#### TRECHO PARA LEITURA:

Em cinco anos de operação, a subestação que pegou fogo em Macapá na semana passada não recebeu uma única fiscalização presencial da Agência Nacional de Energia Elétrica (Aneel), apesar de os órgãos de controle do sistema elétrico terem conhecimento dos problemas da unidade.
O incêndio, no último dia 3, deixou 90% da população do Amapá no escuro. Onze dias depois, a maior parte do estado ainda vive os transtornos, e o governo prevê o restabelecimento de 100% do abastecimento só no fim da semana que vem.
A subestação que deu problema começou a ser operada em 2015 pela Linhas de Macapá Transmissora de Energia (LMTE), que tem outras três na Região Norte. Em cinco anos, fiscais da Aneel só estiveram pessoalmente, por duas vezes, em uma delas, a subestação de Oriximiná, no Pará.
Se tivessem visitado a de Amapá poderiam ter verificado in loco que um dos três grandes transformadores estava parado. O equipamento, que deveria estar disponível para substituir um dos dois que operavam no dia do incêndio, está em manutenção desde 2019.
Monitoramento de dados
Documentos do Operador Nacional do Sistema (ONS) revelados pelo Jornal Nacional, da TV Globo, mostram que a previsão de conclusão do conserto vem sendo adiada sucessivamente desde o primeiro semestre, deixando a subestação sem plano de emergência há quase um ano. O prazo já foi maio, junho e setembro. No último dia 6, três dias após o incêndio, a LMTE deu ao ONS novo prazo: maio de 2021.
Relatórios revelados pelo jornal Valor Econômico mostram que a Aneel e o Ministério de Minas e Energia também foram informados de que a subestação operava no limite da capacidade há dois anos e não religaria rapidamente sem o terceiro transformador. Procurado, o ONS não se pronunciou. A Aneel alegou, em nota, que a subestação não atendia aos critérios que definem a necessidade de um acompanhamento in loco das infraestruturas de transmissão de energia.
A lei que instituiu a Aneel em 1996 determina que cabe à agência “regular e fiscalizar a produção, transmissão, distribuição e comercialização de energia elétrica”. No segmento da transmissão , é responsabilidade dela monitorar 1.418 linhas e 409 subestações no país, mas isso é feito por meio de indicadores eletrônicos.

#### EXERCÍCIOS:
a. Reescreva tudo o que vai de "A lei que instituiu" até "de indicadores eletrônicos." no texto sobre o incêndio na subestação de Macapá, pondo "relatórios digitais" no lugar de "indicadores eletrônicos".
b. Com base no texto sobre o incêndio na subestação de Macapá, explique em uma a três frases por que a subestação ficou sem plano de emergência por quase um ano.

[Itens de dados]
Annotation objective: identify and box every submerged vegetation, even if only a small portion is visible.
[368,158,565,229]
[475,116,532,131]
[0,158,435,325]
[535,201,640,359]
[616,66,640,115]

#### RESPOSTAS:
a.
A lei que instituiu a Aneel em 1996 determina que cabe à agência “regular e fiscalizar a produção, transmissão, distribuição e comercialização de energia elétrica”. No segmento da transmissão , é responsabilidade dela monitorar 1.418 linhas e 409 subestações no país, mas isso é feito por meio de relatórios digitais.

b. O terceiro transformador, que deveria estar disponível para substituir um dos dois que operavam, está em manutenção desde 2019. A previsão de conclusão do conserto vem sendo adiada sucessivamente desde o primeiro semestre. O prazo já foi maio, junho e setembro, e agora é maio de 2021.